- [WRITTEN REQUEST]
In the Olist silver data notebook overview, reproduce word for word the passage between "## Notebook Purpose" and "across Olist’s marketplace.", inclusive.

# Olist Silver Data Cleaning & Transformation

This notebook provides a business-focused overview of the Olist e-commerce platform’s silver data layer. The silver layer contains refined, quality-assured data transformed from Olist’s marketplace operations—including customers, orders, products, payments, reviews, sellers, and geolocation information.

## Business Context
Olist is a leading Brazilian e-commerce marketplace. The silver layer is essential for:
* Delivering reliable, actionable insights to marketing, operations, and customer service teams
* Supporting strategic decisions with trustworthy, up-to-date data
* Enabling advanced analytics, reporting, and machine learning initiatives

## Notebook Purpose
This notebook demonstrates how Olist’s raw data is cleaned, standardized, and validated to ensure accuracy and consistency. It helps:
* Identify and resolve data quality issues
* Prepare data for deeper business analysis and reporting
* Build confidence in the data used for decision-making

## Workflow Summary
* Data Cleaning: Address missing values, standardize formats, and impute key metrics for robust analysis
* Schema Inspection: Review the structure of transformed tables to understand available fields
* Data Validation: Confirm completeness and integrity of the silver layer

By following this workflow, business leaders, analysts, and teams can trust the data foundation for their insights, accelerate value creation, and drive growth across Olist’s marketplace.

- [MATERIAL SHOWN]

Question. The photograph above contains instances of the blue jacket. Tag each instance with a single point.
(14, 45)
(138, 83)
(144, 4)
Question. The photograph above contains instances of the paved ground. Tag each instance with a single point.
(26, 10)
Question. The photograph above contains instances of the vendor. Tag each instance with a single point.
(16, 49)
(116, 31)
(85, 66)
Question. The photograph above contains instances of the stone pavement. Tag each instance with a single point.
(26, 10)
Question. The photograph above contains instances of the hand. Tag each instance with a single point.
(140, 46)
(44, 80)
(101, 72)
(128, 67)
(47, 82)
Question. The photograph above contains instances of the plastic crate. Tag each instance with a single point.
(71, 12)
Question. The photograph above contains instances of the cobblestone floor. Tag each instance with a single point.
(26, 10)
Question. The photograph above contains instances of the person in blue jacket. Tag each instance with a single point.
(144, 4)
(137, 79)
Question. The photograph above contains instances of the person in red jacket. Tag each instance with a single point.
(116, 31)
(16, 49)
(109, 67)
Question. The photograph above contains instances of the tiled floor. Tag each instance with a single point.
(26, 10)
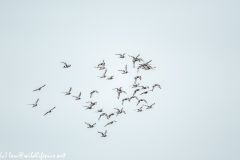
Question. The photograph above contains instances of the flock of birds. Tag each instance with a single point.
(101, 66)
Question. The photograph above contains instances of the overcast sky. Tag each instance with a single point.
(194, 46)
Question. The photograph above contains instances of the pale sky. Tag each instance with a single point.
(194, 46)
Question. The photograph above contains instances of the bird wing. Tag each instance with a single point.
(64, 63)
(101, 133)
(149, 61)
(35, 90)
(105, 72)
(138, 102)
(43, 86)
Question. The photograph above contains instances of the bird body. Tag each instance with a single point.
(124, 71)
(39, 88)
(125, 99)
(90, 125)
(66, 65)
(69, 92)
(49, 111)
(156, 85)
(94, 91)
(121, 55)
(110, 123)
(35, 104)
(77, 97)
(104, 75)
(140, 100)
(103, 134)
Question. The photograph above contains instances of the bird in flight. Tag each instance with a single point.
(125, 99)
(69, 92)
(35, 104)
(156, 85)
(136, 91)
(49, 111)
(108, 116)
(110, 123)
(110, 78)
(90, 125)
(101, 66)
(66, 65)
(119, 91)
(121, 55)
(144, 92)
(39, 88)
(135, 85)
(119, 111)
(139, 110)
(132, 98)
(77, 97)
(103, 134)
(135, 59)
(144, 87)
(91, 105)
(104, 75)
(124, 71)
(94, 91)
(103, 114)
(149, 107)
(137, 77)
(100, 110)
(140, 100)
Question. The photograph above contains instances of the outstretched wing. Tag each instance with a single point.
(43, 86)
(138, 102)
(100, 133)
(35, 90)
(105, 72)
(64, 63)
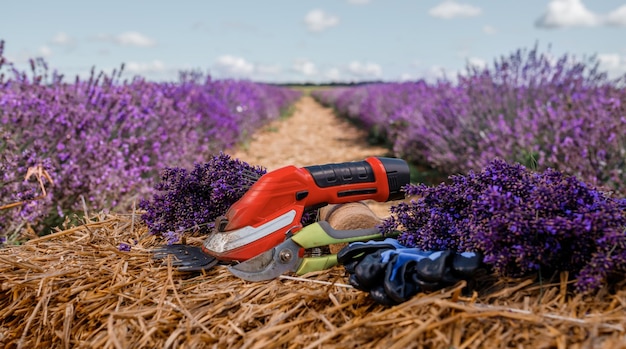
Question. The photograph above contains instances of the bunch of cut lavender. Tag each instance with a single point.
(194, 199)
(522, 221)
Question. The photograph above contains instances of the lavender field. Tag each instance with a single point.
(528, 107)
(102, 142)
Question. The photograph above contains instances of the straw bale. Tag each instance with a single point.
(75, 289)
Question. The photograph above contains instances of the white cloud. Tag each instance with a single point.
(134, 39)
(268, 69)
(450, 9)
(45, 51)
(156, 66)
(613, 63)
(367, 70)
(233, 65)
(477, 62)
(567, 13)
(489, 30)
(62, 39)
(304, 67)
(617, 17)
(333, 74)
(318, 20)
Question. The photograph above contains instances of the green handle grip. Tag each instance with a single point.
(322, 234)
(310, 264)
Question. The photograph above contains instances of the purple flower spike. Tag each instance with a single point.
(522, 221)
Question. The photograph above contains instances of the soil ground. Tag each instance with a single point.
(312, 135)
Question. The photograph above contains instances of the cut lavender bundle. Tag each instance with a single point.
(523, 222)
(194, 199)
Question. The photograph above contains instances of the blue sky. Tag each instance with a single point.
(306, 40)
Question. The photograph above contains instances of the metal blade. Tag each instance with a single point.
(186, 257)
(270, 264)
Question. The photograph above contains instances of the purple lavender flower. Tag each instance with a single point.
(106, 140)
(187, 200)
(522, 221)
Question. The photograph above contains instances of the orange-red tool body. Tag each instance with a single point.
(274, 205)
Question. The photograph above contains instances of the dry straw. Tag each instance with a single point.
(75, 289)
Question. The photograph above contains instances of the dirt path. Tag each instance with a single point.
(312, 135)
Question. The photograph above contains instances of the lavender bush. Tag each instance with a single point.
(527, 108)
(522, 221)
(106, 140)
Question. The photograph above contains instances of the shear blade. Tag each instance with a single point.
(270, 264)
(186, 257)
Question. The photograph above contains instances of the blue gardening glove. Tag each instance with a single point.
(393, 273)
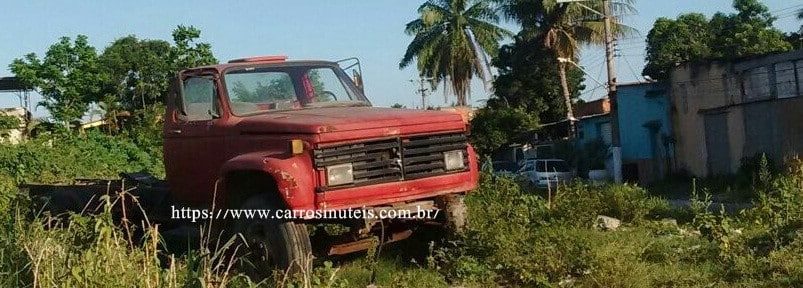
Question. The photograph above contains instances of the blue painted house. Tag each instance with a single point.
(645, 131)
(593, 121)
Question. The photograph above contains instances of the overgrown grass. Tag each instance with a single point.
(516, 237)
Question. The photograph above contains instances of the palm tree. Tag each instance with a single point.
(452, 42)
(564, 28)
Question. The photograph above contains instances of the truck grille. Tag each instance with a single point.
(373, 162)
(394, 159)
(423, 156)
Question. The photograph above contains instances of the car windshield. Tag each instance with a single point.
(262, 89)
(552, 166)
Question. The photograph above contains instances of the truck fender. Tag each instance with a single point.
(293, 175)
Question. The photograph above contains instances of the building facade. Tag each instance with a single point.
(726, 111)
(645, 131)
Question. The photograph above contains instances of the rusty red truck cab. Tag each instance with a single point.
(265, 132)
(248, 114)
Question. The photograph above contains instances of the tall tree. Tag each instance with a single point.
(139, 71)
(563, 28)
(671, 42)
(528, 78)
(187, 52)
(67, 77)
(452, 39)
(693, 37)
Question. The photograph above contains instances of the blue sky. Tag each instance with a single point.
(301, 29)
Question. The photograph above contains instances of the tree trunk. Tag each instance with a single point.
(567, 97)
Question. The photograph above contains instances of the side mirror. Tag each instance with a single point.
(356, 73)
(357, 78)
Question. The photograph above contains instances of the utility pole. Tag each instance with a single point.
(616, 150)
(422, 90)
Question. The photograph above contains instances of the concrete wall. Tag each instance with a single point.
(760, 99)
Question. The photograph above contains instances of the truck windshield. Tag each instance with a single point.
(255, 90)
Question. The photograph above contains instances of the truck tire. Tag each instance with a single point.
(455, 213)
(273, 244)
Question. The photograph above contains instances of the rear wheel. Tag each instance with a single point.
(273, 244)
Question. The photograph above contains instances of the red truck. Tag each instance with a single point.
(268, 133)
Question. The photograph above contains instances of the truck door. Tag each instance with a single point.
(194, 138)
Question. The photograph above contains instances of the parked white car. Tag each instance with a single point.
(546, 172)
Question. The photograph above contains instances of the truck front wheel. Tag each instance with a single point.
(273, 244)
(454, 208)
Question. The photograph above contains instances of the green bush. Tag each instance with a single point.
(59, 159)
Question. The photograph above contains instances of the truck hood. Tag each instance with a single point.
(386, 121)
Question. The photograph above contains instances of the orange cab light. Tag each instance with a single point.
(274, 58)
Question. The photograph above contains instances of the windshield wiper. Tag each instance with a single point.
(337, 104)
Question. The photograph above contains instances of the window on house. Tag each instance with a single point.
(604, 130)
(757, 84)
(785, 84)
(799, 69)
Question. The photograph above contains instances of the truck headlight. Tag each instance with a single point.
(454, 160)
(339, 174)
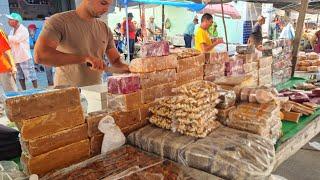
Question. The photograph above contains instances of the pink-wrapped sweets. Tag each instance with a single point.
(123, 84)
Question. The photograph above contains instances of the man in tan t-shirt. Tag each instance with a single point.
(71, 39)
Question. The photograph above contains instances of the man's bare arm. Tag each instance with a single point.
(45, 53)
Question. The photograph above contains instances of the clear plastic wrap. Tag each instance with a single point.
(160, 141)
(151, 64)
(124, 102)
(261, 119)
(191, 112)
(190, 75)
(227, 99)
(231, 154)
(123, 84)
(164, 170)
(226, 152)
(153, 49)
(190, 62)
(245, 49)
(9, 170)
(151, 79)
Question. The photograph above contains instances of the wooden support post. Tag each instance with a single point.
(299, 30)
(224, 25)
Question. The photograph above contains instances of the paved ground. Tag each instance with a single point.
(304, 165)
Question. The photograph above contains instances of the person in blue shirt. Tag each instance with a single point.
(34, 34)
(189, 32)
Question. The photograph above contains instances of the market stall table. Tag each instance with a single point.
(295, 135)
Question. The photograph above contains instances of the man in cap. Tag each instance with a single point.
(189, 33)
(256, 35)
(203, 42)
(151, 28)
(132, 33)
(19, 43)
(69, 40)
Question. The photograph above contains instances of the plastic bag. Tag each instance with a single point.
(113, 137)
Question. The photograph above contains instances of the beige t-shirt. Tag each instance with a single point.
(79, 37)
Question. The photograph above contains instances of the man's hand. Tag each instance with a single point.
(96, 64)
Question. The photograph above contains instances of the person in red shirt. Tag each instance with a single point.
(7, 65)
(132, 33)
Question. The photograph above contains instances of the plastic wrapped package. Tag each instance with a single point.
(127, 163)
(231, 154)
(249, 67)
(163, 142)
(39, 104)
(108, 127)
(312, 56)
(123, 84)
(247, 58)
(245, 49)
(9, 170)
(155, 49)
(223, 114)
(165, 170)
(151, 64)
(265, 71)
(214, 69)
(151, 79)
(265, 61)
(216, 57)
(255, 118)
(190, 75)
(124, 102)
(150, 94)
(190, 62)
(276, 51)
(227, 99)
(191, 112)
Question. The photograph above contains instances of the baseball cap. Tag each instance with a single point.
(15, 16)
(32, 26)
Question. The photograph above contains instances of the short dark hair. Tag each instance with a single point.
(206, 16)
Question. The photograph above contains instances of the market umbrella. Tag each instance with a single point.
(215, 9)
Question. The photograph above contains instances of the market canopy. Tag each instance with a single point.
(177, 3)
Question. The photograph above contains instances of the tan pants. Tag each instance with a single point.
(7, 82)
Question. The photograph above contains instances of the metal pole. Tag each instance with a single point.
(162, 21)
(127, 31)
(224, 25)
(299, 30)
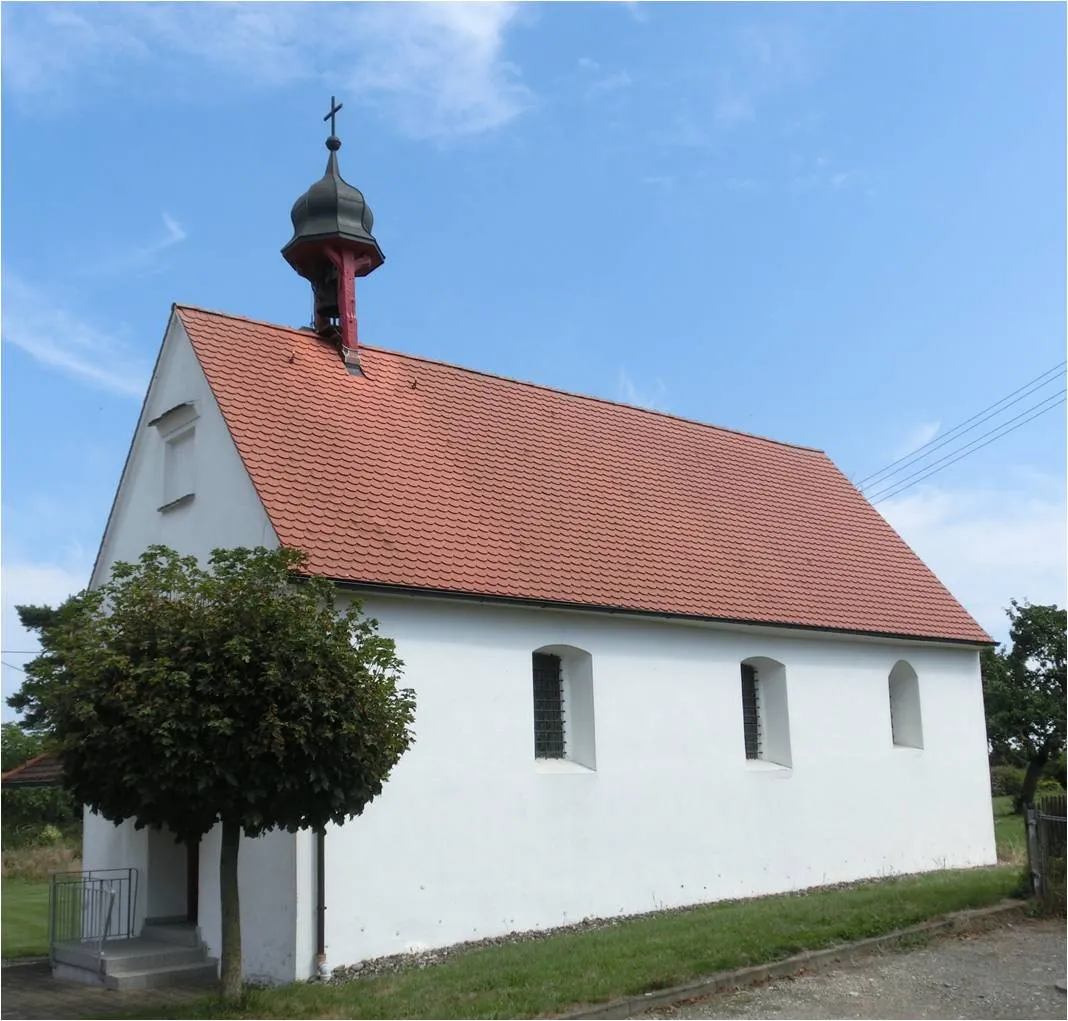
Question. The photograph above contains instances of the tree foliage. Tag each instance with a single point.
(182, 696)
(1024, 691)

- [THE RESPONSE]
## Notebook Purpose
This notebook demonstrates how Olist’s raw data is cleaned, standardized, and validated to ensure accuracy and consistency. It helps:
* Identify and resolve data quality issues
* Prepare data for deeper business analysis and reporting
* Build confidence in the data used for decision-making

## Workflow Summary
* Data Cleaning: Address missing values, standardize formats, and impute key metrics for robust analysis
* Schema Inspection: Review the structure of transformed tables to understand available fields
* Data Validation: Confirm completeness and integrity of the silver layer

By following this workflow, business leaders, analysts, and teams can trust the data foundation for their insights, accelerate value creation, and drive growth across Olist’s marketplace.